Set task
Take all the material and copy it exactly.

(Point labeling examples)
■ ■ ■ ■
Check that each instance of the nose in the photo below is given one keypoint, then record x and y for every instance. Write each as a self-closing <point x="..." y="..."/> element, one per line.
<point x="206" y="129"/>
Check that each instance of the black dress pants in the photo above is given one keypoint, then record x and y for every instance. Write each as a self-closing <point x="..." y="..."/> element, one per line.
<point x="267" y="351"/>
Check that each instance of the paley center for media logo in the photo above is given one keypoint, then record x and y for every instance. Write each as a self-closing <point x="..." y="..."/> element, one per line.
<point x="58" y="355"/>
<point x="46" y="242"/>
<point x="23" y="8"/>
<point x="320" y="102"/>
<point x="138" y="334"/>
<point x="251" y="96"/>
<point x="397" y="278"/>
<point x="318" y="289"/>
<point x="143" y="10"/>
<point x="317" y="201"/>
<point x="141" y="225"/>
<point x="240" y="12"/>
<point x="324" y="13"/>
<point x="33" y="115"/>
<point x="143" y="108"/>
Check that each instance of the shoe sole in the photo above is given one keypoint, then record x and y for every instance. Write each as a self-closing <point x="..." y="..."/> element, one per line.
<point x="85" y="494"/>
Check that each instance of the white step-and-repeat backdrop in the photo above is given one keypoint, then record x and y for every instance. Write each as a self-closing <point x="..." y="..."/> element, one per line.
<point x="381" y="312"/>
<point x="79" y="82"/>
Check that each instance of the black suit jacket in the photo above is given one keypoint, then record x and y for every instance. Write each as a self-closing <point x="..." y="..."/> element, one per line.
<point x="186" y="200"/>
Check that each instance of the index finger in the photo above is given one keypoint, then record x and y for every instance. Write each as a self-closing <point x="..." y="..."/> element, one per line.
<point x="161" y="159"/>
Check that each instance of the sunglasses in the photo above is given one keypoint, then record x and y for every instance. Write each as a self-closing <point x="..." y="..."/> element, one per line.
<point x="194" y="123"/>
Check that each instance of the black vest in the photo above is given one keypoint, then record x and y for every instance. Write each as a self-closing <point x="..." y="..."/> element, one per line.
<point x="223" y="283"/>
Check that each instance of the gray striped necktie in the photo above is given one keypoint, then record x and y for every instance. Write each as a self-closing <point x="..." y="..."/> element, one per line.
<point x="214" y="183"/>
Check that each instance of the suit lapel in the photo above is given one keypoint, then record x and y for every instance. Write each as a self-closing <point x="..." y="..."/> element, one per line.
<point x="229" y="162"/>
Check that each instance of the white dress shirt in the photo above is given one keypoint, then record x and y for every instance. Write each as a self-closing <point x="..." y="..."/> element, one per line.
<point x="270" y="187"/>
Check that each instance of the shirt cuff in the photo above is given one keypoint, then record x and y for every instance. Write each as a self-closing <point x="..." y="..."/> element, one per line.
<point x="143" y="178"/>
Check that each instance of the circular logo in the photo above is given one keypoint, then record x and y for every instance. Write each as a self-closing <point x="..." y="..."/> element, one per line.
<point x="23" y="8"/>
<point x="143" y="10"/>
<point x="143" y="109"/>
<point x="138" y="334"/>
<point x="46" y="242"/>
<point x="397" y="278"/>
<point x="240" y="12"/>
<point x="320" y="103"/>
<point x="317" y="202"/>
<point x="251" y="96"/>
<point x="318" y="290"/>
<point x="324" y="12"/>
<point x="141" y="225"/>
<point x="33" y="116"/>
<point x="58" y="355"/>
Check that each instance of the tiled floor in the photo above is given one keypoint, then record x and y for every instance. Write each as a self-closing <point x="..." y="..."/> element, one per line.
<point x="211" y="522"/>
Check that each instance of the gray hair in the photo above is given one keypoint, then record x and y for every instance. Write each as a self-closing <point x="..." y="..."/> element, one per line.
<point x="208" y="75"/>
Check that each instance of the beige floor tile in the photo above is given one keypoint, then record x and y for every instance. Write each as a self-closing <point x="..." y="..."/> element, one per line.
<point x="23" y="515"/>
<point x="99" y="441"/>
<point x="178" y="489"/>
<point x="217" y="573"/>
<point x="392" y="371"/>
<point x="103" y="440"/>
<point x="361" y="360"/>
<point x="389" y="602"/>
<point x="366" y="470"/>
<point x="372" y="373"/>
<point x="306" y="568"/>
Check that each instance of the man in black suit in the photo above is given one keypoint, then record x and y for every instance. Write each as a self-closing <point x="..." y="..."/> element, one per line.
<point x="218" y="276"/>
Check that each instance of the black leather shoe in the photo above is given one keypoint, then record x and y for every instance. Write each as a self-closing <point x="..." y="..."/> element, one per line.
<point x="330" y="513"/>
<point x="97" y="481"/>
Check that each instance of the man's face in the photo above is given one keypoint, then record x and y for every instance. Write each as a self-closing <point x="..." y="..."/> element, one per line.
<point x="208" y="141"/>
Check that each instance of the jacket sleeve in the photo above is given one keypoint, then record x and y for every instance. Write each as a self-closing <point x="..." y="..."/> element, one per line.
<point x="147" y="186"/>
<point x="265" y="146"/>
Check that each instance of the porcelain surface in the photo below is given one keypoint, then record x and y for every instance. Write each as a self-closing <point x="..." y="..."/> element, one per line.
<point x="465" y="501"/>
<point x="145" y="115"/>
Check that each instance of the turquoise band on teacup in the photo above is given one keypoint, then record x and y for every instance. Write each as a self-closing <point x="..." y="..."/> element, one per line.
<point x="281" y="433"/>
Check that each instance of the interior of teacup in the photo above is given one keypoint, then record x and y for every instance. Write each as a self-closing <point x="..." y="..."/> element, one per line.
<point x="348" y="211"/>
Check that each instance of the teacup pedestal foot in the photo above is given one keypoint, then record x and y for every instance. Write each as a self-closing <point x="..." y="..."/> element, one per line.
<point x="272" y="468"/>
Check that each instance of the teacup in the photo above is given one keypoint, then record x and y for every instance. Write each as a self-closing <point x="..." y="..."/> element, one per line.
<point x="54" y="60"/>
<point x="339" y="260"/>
■ ■ ■ ■
Exercise answer
Check that each instance of the nose in the photo below is given one keypoint, then record x and y for every instance. Write each as a self-closing <point x="..." y="..."/> element, one per line.
<point x="206" y="129"/>
Check that each instance of the black dress pants in the photo above is given one keypoint, then record x and y for every instance. Write each as a self-closing <point x="..." y="..."/> element, one per line.
<point x="267" y="351"/>
Check that each instance of the paley center for media logo in the photo above is given one keypoint, then record x and y for every instance. Write each as a self-closing <point x="..." y="..."/> element, one per line.
<point x="58" y="355"/>
<point x="46" y="242"/>
<point x="23" y="8"/>
<point x="320" y="102"/>
<point x="138" y="334"/>
<point x="251" y="96"/>
<point x="397" y="278"/>
<point x="318" y="289"/>
<point x="143" y="10"/>
<point x="317" y="201"/>
<point x="141" y="225"/>
<point x="240" y="12"/>
<point x="324" y="13"/>
<point x="33" y="115"/>
<point x="143" y="108"/>
Check that each instance of the shoe sole in the photo above is given one keypoint, then record x and y for every instance. Write each as a self-closing <point x="..." y="..."/> element, one per line.
<point x="85" y="494"/>
Check that each instance of the white step-and-repeat backdrop in the photo above is given one keypoint, then record x and y for every instance. Write each as a self-closing <point x="..." y="..."/> element, one per line.
<point x="381" y="312"/>
<point x="79" y="82"/>
Check that each instance of the black suit jacket in the photo above is given one keypoint, then record x and y for every instance. Write each as a self-closing <point x="..." y="..."/> element, one per line.
<point x="186" y="200"/>
Check that each instance of the index finger in the photo above is given one keypoint, then record x and y for every instance. Write each as a self-closing <point x="..." y="..."/> element, one per line.
<point x="161" y="159"/>
Check that each instance of the sunglasses in the photo above is given one keypoint, then record x and y for every instance. Write each as a self-closing <point x="..." y="..."/> element, one per line.
<point x="194" y="123"/>
Check that each instance of the black vest in the photo above is given one keypoint, then record x and y for every instance. Write each as a self-closing <point x="..." y="..."/> element, one per line.
<point x="223" y="283"/>
Check that each instance of the gray striped necktie in the photo above is given one keypoint, then record x and y for every instance. Write each as a self-closing <point x="..." y="..."/> element, one per line.
<point x="214" y="183"/>
Check that each instance of the suit lapel in the photo above is given one keypoint, then record x and y for every instance. Write each as a self-closing <point x="..." y="..."/> element, one per line.
<point x="229" y="162"/>
Check that each instance of the white dress shirt in the photo above is given one keypoint, then record x and y for every instance. Write each as a self-closing <point x="..." y="..."/> element, one per line.
<point x="270" y="187"/>
Check that each instance of the shirt cuff in the photo above is given one keypoint, then record x and y for every instance. Write each as a self-closing <point x="..." y="..."/> element, one per line.
<point x="143" y="178"/>
Check that each instance of the circular logo in the photo above is given one keypoint, then record x and y for every instance. Write each as a self-closing <point x="..." y="..."/> element, one per line.
<point x="23" y="8"/>
<point x="143" y="10"/>
<point x="143" y="109"/>
<point x="138" y="334"/>
<point x="46" y="242"/>
<point x="397" y="278"/>
<point x="240" y="12"/>
<point x="320" y="103"/>
<point x="317" y="202"/>
<point x="251" y="96"/>
<point x="318" y="290"/>
<point x="324" y="12"/>
<point x="141" y="225"/>
<point x="33" y="116"/>
<point x="58" y="355"/>
Check that each instance of the tiled floor in the photo above is given one keypoint, then record x and y for every instance. Write each as a self-closing <point x="..." y="..."/> element, one per line.
<point x="211" y="522"/>
Check that each instance of the gray hair in the photo above is given one keypoint, then record x and y for every instance. Write each as a self-closing <point x="..." y="..."/> element, one per line.
<point x="208" y="75"/>
Check that each instance of the beige floor tile in the photo above is given one keypoint, then record x and y for every instance. Write each as a self-closing <point x="..." y="..."/> element, one per line.
<point x="23" y="515"/>
<point x="99" y="441"/>
<point x="178" y="489"/>
<point x="217" y="573"/>
<point x="392" y="371"/>
<point x="103" y="440"/>
<point x="361" y="360"/>
<point x="389" y="602"/>
<point x="366" y="470"/>
<point x="372" y="373"/>
<point x="306" y="568"/>
Check that each instance of the man in black suit in the photo above is given one keypoint, then record x and y for every instance. Write each as a self-closing <point x="..." y="..."/> element, one per line.
<point x="218" y="276"/>
Check that each instance of the black leather shoe in the photo above is given one keypoint, then record x and y for every instance. Write each as a self-closing <point x="..." y="..."/> element, one per line.
<point x="330" y="513"/>
<point x="97" y="481"/>
Check that each instance of the man's face in the photo above is given one keypoint, then record x and y for every instance. Write each as a self-closing <point x="..." y="..."/> element, one per line.
<point x="208" y="141"/>
Check that each instance of the jacket sleeve in the photo above is given one keypoint, then record x and y for every instance. Write each as a self-closing <point x="..." y="..."/> element, one per line.
<point x="147" y="186"/>
<point x="265" y="146"/>
Check that each instance of the porcelain surface in the photo below is given one keypoint, then record x and y for every instance. Write each as a self-closing <point x="..." y="..."/> element, one per line.
<point x="465" y="501"/>
<point x="145" y="115"/>
Check that each instance of the turquoise band on teacup in the photo above is given one keypoint, then record x and y for every instance. Write each as a self-closing <point x="..." y="..."/> element, one per line.
<point x="281" y="433"/>
Check that each instance of the interior of teacup in the photo above is given one keypoint, then record x and y for every instance. Write each as a self-closing <point x="..." y="..."/> element, one per line.
<point x="348" y="211"/>
Check that each instance of the teacup pedestal foot in the photo above is given one keypoint, then record x and y for every instance. Write each as a self-closing <point x="..." y="..."/> element, one per line.
<point x="272" y="468"/>
Check that each instance of the teacup in the photo above is given one keypoint, then record x and y for every instance. Write each as a self-closing <point x="..." y="..."/> element, one per line.
<point x="54" y="60"/>
<point x="339" y="260"/>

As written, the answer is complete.